EXERCISES:
1 - Print the portion of the summer school summary that begins at the words "Value Learning aims" and ends after the words "values and subgoals.".
2 - In the summer school summary, why does Bayesian IRL not work in practice?

***** TEXT *****

Human-Aligned AI Summer School: A Summary
(Disclaimer: this summary is incomplete and does not accurately represent all the content presented at the summer school, but only what I remember and seem to have understood from the lectures. Don’t hesitate to mention important ideas I missed or apparent confusion.)
Last week, I attended the first edition of the human-aligned AI summer school in Prague. After three days, my memories are already starting to fade, and I am unsure about what I will retain in the long-term.
Here, I try to remember the content of about 15h of talks. It serves the following purposes:
To the general audience that did not attend the school, I try to give an overview, to inform about the general trends we discussed.
For those who attended the school, I distill what I understood, to refresh our memories.
Value Learning (Daniel Filan)
Value Learning aims at infering human values from their behavior. Paul Christiano distinguishes ambitious value learning vs. narrow value learning:
Ambitious value learning: learn human preferences over long-term outcomes.
Narrow value learning: learn human instrumental values and subgoals.
Inverse Reinforcement Learning
Inverse Reinforcement Learning (IRL) studies which reward best explains a behaviour. Two methods of IRL were discussed (the state-of-the-art builds on top of those two, for instance using neural networks):
Bayesian IRL: uses Bayesian update. Does not work in practice because necessits to solve many Markov Decision Processes, which is computationally intensive.
Maximum Entropy IRL: the optimal distribution (of maximum entropy) is an exponential of a linear function. One of the reason it performs better in practice is that it’s easier to efficiently approximate the relevant integrals.
Why not to do value learning:
It is (still) inefficient
It depends heavily on human rationality models
The reward might not be in the prior reward space
Solving other problems, such as naturalized agency, might be more urgent
The actions in the behavior are not well-defined in practice (e.g. what counts as an action in a football game?)
Beyond Inverse Reinforcement Learning
The main problem of traditional IRL is that it does not take into account the deliberate interactions between a human and an AI (e.g. the human could be slowing down his behaviour to help learning).
Cooperative IRL solves this issue by introducing a two-player game between the human and the AI, where both are rewarded according to the human’s reward function. This incentivizes the human to teach the AI his preferences (if the human only choses its best action, the AI would learn the wrong distribution). Using a similar dynamic, the off-switch game encourages the AI to allow himself to be switched off.
Another adversity when implementing IRL is that the reward function is difficult to completely specify, and will often not capture all of what the designer wants. Inverse reward design makes the AI quantify his uncertainty about states. If the AI is risk-averse, it will avoid uncertain states, for instance situations where it believes humans have not completely defined the reward function because they did not know much about it.
Agent Foundations (Abram Demski)
Abram’s first talk was about his post “Probability is Real, and Value is Complex”. At the end of the talk, several people (including me) were confused about the “magic correlation” between probabilities and expected utility, and asked Abram about the meaning of his talk.

***** DATASET CONTENT *****

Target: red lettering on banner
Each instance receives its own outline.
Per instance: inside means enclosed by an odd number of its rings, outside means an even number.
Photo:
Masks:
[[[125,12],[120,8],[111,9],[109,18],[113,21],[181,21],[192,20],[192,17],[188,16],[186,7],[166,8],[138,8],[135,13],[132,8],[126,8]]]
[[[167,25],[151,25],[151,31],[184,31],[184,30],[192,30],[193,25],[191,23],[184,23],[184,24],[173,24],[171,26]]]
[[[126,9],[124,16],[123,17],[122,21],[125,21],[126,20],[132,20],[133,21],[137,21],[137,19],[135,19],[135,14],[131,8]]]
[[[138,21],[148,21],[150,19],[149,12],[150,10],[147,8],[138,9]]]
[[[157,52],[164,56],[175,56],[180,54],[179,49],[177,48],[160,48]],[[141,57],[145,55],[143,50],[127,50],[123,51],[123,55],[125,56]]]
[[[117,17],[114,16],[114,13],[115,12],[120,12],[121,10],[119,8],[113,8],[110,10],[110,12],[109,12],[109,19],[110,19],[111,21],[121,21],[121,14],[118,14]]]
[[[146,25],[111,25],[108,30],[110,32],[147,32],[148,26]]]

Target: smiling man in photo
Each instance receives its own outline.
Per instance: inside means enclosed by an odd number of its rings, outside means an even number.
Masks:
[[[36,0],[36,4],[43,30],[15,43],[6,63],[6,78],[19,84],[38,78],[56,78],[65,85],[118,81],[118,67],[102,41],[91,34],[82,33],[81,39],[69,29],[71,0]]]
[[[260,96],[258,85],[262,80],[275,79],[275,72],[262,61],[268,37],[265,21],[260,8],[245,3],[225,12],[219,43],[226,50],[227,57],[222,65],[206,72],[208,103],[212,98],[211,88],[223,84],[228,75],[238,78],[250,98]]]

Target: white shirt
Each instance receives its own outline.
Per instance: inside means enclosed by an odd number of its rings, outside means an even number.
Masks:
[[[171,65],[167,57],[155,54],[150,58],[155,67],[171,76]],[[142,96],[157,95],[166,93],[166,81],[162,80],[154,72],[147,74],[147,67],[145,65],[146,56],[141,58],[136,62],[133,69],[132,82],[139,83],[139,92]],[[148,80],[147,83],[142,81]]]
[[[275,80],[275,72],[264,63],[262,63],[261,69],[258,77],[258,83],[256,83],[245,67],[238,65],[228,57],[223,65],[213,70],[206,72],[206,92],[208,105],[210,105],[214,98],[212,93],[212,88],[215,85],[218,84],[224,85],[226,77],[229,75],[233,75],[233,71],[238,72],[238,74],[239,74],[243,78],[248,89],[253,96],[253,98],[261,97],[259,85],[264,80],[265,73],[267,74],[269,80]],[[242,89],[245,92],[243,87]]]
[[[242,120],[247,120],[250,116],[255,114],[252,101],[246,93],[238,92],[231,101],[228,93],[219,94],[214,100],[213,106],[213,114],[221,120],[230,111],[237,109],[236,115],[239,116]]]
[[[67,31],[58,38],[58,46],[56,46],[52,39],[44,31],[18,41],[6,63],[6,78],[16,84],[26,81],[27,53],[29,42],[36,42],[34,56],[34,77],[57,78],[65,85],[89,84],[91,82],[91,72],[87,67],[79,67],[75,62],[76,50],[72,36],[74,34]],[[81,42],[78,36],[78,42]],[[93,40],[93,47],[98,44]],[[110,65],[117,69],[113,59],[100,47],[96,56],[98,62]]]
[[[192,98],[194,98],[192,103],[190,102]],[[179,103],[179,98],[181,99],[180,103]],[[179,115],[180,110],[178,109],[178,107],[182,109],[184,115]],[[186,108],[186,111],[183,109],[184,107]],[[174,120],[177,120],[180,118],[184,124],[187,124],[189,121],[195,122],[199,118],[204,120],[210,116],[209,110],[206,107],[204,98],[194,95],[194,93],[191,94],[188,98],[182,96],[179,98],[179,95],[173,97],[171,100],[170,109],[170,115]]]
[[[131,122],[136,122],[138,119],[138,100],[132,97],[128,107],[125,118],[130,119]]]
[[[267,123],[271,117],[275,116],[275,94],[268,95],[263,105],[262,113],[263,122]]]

*****

ANSWERS FOR THIS EXERCISE:
1 -
Value Learning aims at infering human values from their behavior. Paul Christiano distinguishes ambitious value learning vs. narrow value learning:
Ambitious value learning: learn human preferences over long-term outcomes.
Narrow value learning: learn human instrumental values and subgoals.

2 - It requires solving many Markov Decision Processes, which is computationally intensive.